→ **STORED ROWS**:
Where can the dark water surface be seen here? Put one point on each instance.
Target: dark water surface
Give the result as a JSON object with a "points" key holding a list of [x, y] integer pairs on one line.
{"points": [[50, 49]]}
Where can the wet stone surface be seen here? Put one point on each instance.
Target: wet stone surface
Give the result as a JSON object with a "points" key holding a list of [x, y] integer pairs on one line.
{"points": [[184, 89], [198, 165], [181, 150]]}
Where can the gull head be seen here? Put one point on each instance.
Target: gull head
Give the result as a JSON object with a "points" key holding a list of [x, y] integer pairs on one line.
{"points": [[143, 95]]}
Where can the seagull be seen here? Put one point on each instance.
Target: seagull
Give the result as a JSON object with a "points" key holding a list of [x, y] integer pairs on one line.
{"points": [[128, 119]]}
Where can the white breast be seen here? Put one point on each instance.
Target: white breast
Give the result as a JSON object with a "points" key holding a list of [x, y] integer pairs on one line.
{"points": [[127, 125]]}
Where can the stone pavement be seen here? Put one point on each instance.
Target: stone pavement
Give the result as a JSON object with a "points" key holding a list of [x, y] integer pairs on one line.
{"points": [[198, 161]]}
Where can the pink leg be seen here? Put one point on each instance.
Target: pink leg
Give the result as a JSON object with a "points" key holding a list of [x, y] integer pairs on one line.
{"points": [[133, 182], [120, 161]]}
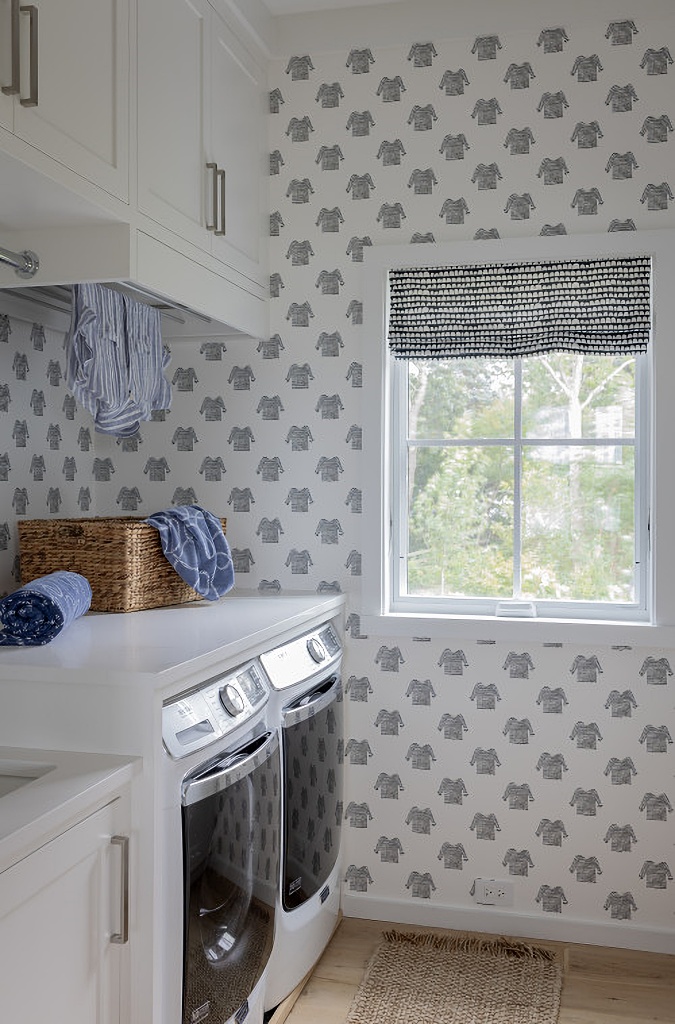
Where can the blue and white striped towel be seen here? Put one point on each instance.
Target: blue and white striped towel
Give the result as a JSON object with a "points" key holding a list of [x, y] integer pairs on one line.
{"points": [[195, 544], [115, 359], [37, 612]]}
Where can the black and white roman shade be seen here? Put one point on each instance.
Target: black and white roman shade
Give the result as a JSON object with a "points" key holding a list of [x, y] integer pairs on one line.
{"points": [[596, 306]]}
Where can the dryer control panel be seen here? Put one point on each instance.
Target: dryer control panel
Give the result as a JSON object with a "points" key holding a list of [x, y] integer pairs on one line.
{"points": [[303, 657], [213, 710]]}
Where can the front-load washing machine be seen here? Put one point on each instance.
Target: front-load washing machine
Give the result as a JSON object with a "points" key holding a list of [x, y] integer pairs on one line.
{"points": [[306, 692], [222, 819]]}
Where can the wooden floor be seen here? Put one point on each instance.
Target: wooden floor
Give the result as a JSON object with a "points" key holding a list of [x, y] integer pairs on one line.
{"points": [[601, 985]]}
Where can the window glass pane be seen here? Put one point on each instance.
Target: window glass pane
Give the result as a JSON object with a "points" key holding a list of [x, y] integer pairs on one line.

→ **TASK PROMPT**: Beginning at the line where "Where can the dryer" appears, extract each line through the end of the data above; keep them exact and include nothing else.

→ **RESULT OF THIS TASK**:
Where can the dryer control panel be seen here? Put one point on each instance.
Target: dryer control panel
Give the result as a JSON object with a "points" key holding a list of [x, y] integer pairs on one line.
{"points": [[303, 657], [213, 710]]}
Where can the front-load washing machine be seen here? Put one point on each instance.
Target: front-load washing machine
Give the result as a JSON object with a "points" key holding a list of [x, y] integer pairs on one line.
{"points": [[306, 692], [222, 819]]}
Where can the wooden floor be seen here? Put one point on each instance.
Target: wooden floor
Give the result as a JSON object with a "points" key holding a list of [x, y] integer pairs on one line.
{"points": [[601, 985]]}
Where can the window glass pane be seen here? Put one point on each instance.
Target: window glass pane
Give the result as a JSON object with a "points" key holding a list of [x, y] integer pairs on one line.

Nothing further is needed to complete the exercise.